**Provided data**.
• • •
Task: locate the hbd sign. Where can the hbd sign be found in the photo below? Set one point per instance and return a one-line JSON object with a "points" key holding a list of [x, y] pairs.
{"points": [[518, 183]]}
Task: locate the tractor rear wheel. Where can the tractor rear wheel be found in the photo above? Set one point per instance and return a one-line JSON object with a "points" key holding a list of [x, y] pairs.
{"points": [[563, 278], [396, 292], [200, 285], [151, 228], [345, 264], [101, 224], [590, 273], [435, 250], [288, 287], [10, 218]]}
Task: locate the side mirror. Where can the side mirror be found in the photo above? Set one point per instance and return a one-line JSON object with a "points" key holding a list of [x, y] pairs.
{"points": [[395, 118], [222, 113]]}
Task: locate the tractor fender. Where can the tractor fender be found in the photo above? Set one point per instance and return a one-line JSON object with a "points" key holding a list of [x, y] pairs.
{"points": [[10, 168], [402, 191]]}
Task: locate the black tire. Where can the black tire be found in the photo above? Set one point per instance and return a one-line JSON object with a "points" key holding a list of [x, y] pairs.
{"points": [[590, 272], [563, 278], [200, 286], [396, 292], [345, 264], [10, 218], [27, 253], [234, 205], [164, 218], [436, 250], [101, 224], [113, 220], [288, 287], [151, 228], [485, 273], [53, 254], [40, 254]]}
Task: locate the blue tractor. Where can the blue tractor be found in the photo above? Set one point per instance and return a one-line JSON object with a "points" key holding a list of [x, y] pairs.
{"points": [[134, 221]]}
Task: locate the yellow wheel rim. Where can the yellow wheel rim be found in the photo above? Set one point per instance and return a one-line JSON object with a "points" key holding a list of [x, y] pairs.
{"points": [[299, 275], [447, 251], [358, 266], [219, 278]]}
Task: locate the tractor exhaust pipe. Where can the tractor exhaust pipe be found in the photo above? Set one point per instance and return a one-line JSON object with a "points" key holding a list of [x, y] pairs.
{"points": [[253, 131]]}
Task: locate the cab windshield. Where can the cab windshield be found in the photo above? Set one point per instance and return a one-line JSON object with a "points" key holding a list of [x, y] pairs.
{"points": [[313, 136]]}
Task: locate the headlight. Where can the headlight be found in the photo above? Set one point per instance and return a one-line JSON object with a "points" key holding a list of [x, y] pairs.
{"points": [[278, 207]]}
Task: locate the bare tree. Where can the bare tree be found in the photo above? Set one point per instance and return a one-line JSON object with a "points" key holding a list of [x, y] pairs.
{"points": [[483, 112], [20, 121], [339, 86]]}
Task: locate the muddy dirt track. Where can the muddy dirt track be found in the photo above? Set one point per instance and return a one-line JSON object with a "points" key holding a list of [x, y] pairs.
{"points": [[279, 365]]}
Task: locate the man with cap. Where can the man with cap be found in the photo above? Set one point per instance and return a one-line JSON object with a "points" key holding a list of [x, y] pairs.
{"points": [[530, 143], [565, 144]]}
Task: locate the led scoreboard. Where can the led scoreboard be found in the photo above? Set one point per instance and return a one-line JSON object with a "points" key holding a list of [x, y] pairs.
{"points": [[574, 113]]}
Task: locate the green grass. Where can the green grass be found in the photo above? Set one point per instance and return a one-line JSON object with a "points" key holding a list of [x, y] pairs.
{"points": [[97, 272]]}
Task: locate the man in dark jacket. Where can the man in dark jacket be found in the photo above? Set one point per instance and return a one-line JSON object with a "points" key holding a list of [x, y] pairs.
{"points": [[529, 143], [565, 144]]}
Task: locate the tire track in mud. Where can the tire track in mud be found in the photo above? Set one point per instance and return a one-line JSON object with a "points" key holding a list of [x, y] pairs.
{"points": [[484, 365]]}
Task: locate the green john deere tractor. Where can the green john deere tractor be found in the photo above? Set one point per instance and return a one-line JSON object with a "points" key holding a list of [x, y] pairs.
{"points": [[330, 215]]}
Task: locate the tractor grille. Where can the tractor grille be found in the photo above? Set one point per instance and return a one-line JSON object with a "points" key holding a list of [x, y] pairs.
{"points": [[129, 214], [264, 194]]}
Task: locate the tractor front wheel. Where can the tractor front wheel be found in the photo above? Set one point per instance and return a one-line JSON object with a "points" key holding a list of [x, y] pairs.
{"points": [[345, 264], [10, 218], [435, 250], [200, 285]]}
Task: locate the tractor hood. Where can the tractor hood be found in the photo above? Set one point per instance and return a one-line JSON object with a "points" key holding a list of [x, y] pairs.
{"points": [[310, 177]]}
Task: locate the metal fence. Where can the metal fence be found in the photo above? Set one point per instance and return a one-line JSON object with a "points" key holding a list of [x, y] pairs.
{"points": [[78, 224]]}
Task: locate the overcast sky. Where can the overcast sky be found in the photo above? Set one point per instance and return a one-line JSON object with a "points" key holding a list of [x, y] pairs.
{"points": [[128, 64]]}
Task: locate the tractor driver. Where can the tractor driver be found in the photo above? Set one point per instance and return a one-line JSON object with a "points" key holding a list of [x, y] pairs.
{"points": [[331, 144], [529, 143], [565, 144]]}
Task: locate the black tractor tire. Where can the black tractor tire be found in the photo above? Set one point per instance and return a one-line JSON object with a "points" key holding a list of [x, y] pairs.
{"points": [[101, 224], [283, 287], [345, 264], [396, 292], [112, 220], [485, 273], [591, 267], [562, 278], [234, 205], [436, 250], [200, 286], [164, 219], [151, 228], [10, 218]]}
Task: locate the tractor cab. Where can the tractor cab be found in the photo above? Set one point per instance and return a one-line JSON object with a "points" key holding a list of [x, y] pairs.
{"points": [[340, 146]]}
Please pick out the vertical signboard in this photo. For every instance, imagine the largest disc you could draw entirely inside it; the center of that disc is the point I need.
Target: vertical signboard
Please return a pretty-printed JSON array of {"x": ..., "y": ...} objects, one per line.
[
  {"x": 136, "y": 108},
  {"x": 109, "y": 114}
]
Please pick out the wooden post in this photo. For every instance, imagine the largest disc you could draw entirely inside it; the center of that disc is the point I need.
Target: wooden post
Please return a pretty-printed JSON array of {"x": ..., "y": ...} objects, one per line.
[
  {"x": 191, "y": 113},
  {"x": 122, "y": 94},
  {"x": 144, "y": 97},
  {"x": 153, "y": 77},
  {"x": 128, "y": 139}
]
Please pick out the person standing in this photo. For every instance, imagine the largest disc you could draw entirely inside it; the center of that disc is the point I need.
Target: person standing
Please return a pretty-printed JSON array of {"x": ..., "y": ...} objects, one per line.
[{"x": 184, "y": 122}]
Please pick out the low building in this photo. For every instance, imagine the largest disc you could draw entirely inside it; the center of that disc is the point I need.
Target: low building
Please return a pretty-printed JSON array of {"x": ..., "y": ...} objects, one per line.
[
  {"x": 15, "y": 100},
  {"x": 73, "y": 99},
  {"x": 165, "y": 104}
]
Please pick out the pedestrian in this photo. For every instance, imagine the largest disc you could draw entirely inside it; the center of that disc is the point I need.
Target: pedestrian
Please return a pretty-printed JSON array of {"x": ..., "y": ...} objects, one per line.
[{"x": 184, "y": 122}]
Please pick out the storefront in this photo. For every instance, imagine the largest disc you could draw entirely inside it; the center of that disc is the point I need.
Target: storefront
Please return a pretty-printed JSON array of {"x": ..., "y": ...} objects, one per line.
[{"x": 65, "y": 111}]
• • •
**Brief**.
Render every line of the material above as a JSON list of strings, with one string per line and blank lines omitted.

**Solution below**.
[
  "Task: locate the hbd sign. Where can the hbd sign be found in the photo below? Set one point per instance and return a one-line JSON object with a \"points\" key holding a list of [x, y] pairs.",
  "{\"points\": [[518, 183]]}",
  "Task: locate the tractor rear wheel. Where can the tractor rear wheel be found in the photo above? Set one point per instance and return a one-line JSON object with a \"points\" key holding a list of [x, y] pairs.",
  "{\"points\": [[563, 278], [396, 292], [200, 285], [151, 228], [345, 264], [101, 224], [590, 273], [435, 250], [288, 287], [10, 218]]}",
  "Task: locate the side mirror. Where can the side mirror be found in the photo above? Set one point per instance and return a one-line JSON object with a \"points\" key holding a list of [x, y] pairs.",
  "{\"points\": [[395, 118], [222, 113]]}",
  "Task: locate the tractor fender. Where can the tractor fender be found in the photo above? Set one point per instance and return a one-line JSON object with a \"points\" key holding a list of [x, y] pairs.",
  "{\"points\": [[10, 168], [402, 191]]}",
  "Task: locate the black tire. Where can the black tire be found in the photo above? Set one point per instance and return a one-line JSON object with a \"points\" key holding a list of [x, y] pairs.",
  "{\"points\": [[590, 272], [563, 278], [200, 286], [396, 292], [345, 264], [10, 218], [27, 253], [234, 205], [164, 218], [436, 250], [101, 224], [113, 220], [288, 287], [151, 228], [485, 273], [53, 254], [40, 254]]}",
  "Task: locate the blue tractor. Where can the blue tractor be found in the photo above? Set one point per instance and return a one-line JSON object with a \"points\" key holding a list of [x, y] pairs.",
  "{\"points\": [[134, 221]]}",
  "Task: locate the yellow wheel rim. Where can the yellow wheel rim be found in the photo above? Set one point per instance and return a one-line JSON object with a \"points\" key holding a list of [x, y] pairs.",
  "{\"points\": [[299, 275], [447, 251], [358, 266], [219, 278]]}",
  "Task: locate the tractor exhaust pipe. Where can the tractor exhaust pipe be found in the photo above? Set one point per instance and return a one-line JSON object with a \"points\" key holding a list of [x, y] pairs.",
  "{\"points\": [[253, 131]]}",
  "Task: locate the cab windshield. Where can the cab windshield be found in the photo above? Set one point per instance and return a one-line JSON object with a \"points\" key holding a list of [x, y] pairs.",
  "{\"points\": [[313, 136]]}",
  "Task: locate the headlight. Where can the headlight be found in the photo above? Set one point per instance and return a one-line JSON object with a \"points\" key holding a list of [x, y] pairs.",
  "{\"points\": [[278, 207]]}",
  "Task: locate the bare tree. Where can the bare tree be found in the photo above? Set one point per instance and return a one-line JSON object with a \"points\" key holding a list of [x, y] pairs.",
  "{\"points\": [[483, 112], [20, 121], [339, 86]]}",
  "Task: locate the muddy dirt track. Where can the muddy dirt track be found in the photo above? Set one point per instance and return a one-line JSON object with a \"points\" key holding a list of [x, y] pairs.",
  "{\"points\": [[279, 365]]}",
  "Task: locate the man with cap. Where can the man with cap be found in the photo above? Set one point per instance and return a one-line JSON object with a \"points\" key holding a list of [x, y] pairs.",
  "{\"points\": [[530, 143], [565, 144]]}",
  "Task: locate the led scoreboard. Where can the led scoreboard be found in the photo above? Set one point per instance and return a one-line JSON object with a \"points\" key holding a list of [x, y] pairs.",
  "{\"points\": [[574, 113]]}",
  "Task: locate the green grass. Where can the green grass be found in the photo above? Set one point per instance and return a one-line JSON object with a \"points\" key holding a list of [x, y] pairs.",
  "{\"points\": [[97, 272]]}",
  "Task: locate the man in dark jacket. Where can the man in dark jacket be found in the photo above? Set one point per instance and return a one-line JSON object with a \"points\" key holding a list of [x, y] pairs.",
  "{\"points\": [[529, 143], [565, 144]]}",
  "Task: locate the tire track in mud. Where can the tire track in mud be found in the photo above? Set one point per instance and return a one-line JSON object with a \"points\" key holding a list of [x, y] pairs.",
  "{\"points\": [[484, 365]]}",
  "Task: locate the green john deere tractor. Where can the green john deere tractor be found in the photo above? Set one point per instance and return a one-line JSON object with a \"points\" key holding a list of [x, y] pairs.",
  "{\"points\": [[330, 215]]}",
  "Task: locate the tractor grille. Where can the tractor grille be found in the photo above? Set one point per instance and return a one-line JSON object with a \"points\" key holding a list of [x, y] pairs.",
  "{\"points\": [[129, 214], [264, 194]]}",
  "Task: locate the tractor front wheel. Where can the tractor front wheel be found in the photo above? Set one point per instance and return a one-line JSON object with a \"points\" key holding a list of [x, y] pairs.",
  "{\"points\": [[345, 264], [10, 218], [435, 250], [200, 285]]}",
  "Task: locate the tractor hood. Where can the tractor hood be found in the photo above? Set one point per instance and return a one-line JSON object with a \"points\" key holding a list of [x, y] pairs.",
  "{\"points\": [[310, 177]]}",
  "Task: locate the metal fence. Where can the metal fence be found in the photo above? Set one point per instance and return a one-line JSON object with a \"points\" key holding a list of [x, y] pairs.",
  "{\"points\": [[78, 224]]}",
  "Task: locate the overcast sky. Where can the overcast sky be found in the photo above? Set one point per instance and return a one-line JSON object with a \"points\" key holding a list of [x, y] pairs.",
  "{\"points\": [[128, 64]]}",
  "Task: locate the tractor driver. Where can the tractor driver be found in the photo above? Set one point per instance and return a one-line JSON object with a \"points\" key holding a list of [x, y] pairs.",
  "{\"points\": [[331, 144], [529, 143], [565, 144]]}",
  "Task: locate the black tractor tire. Where can the black tractor tire be found in the photo above? Set one point per instance and return a one-line JSON object with a \"points\" key holding a list of [x, y] pairs.",
  "{\"points\": [[101, 224], [283, 287], [345, 264], [396, 292], [112, 220], [485, 273], [591, 267], [562, 278], [234, 205], [436, 250], [200, 286], [164, 219], [151, 228], [10, 218]]}",
  "Task: locate the tractor cab. Where can the tractor cab be found in the photo above? Set one point per instance and return a one-line JSON object with a \"points\" key holding a list of [x, y] pairs.",
  "{\"points\": [[340, 146]]}",
  "Please pick out the vertical signboard in this photo. For every instance, imagine the largest disc you could draw entirely inside it; the center of that disc is the point I need.",
  "Target: vertical signboard",
  "Please return a pretty-printed JSON array of {\"x\": ..., \"y\": ...} objects, one per line.",
  "[",
  "  {\"x\": 136, \"y\": 108},",
  "  {\"x\": 109, \"y\": 114}",
  "]",
  "Please pick out the wooden post in this photo. For every instance, imagine the largest disc you could draw entirely inside it; the center of that disc is the point I need.",
  "Target: wooden post",
  "Please return a pretty-printed JSON array of {\"x\": ..., \"y\": ...} objects, one per line.",
  "[",
  "  {\"x\": 191, \"y\": 113},",
  "  {\"x\": 122, \"y\": 94},",
  "  {\"x\": 144, \"y\": 97},",
  "  {\"x\": 153, \"y\": 77},",
  "  {\"x\": 128, \"y\": 139}",
  "]",
  "Please pick out the person standing in this photo. For every instance, imagine the largest disc you could draw entirely inside it; the center of that disc is the point I need.",
  "Target: person standing",
  "Please return a pretty-printed JSON array of {\"x\": ..., \"y\": ...} objects, one per line.",
  "[{\"x\": 184, \"y\": 122}]",
  "Please pick out the low building in this photo. For every instance, imagine the largest disc you could draw entirely inside it; the center of that disc is the point I need.",
  "Target: low building",
  "Please return a pretty-printed JSON array of {\"x\": ..., \"y\": ...} objects, one per line.",
  "[",
  "  {\"x\": 15, \"y\": 100},",
  "  {\"x\": 73, \"y\": 99},",
  "  {\"x\": 165, \"y\": 104}",
  "]",
  "Please pick out the pedestrian in this photo. For every instance, imagine the largest disc you could draw entirely inside it; the center of that disc is the point I need.",
  "Target: pedestrian",
  "Please return a pretty-printed JSON array of {\"x\": ..., \"y\": ...} objects, one per line.",
  "[{\"x\": 184, \"y\": 122}]",
  "Please pick out the storefront in this photo. For every instance, imagine the largest disc you could draw entirely inside it; the center of that disc is the point I need.",
  "Target: storefront",
  "Please return a pretty-printed JSON array of {\"x\": ..., \"y\": ...} objects, one per line.",
  "[{\"x\": 65, \"y\": 111}]"
]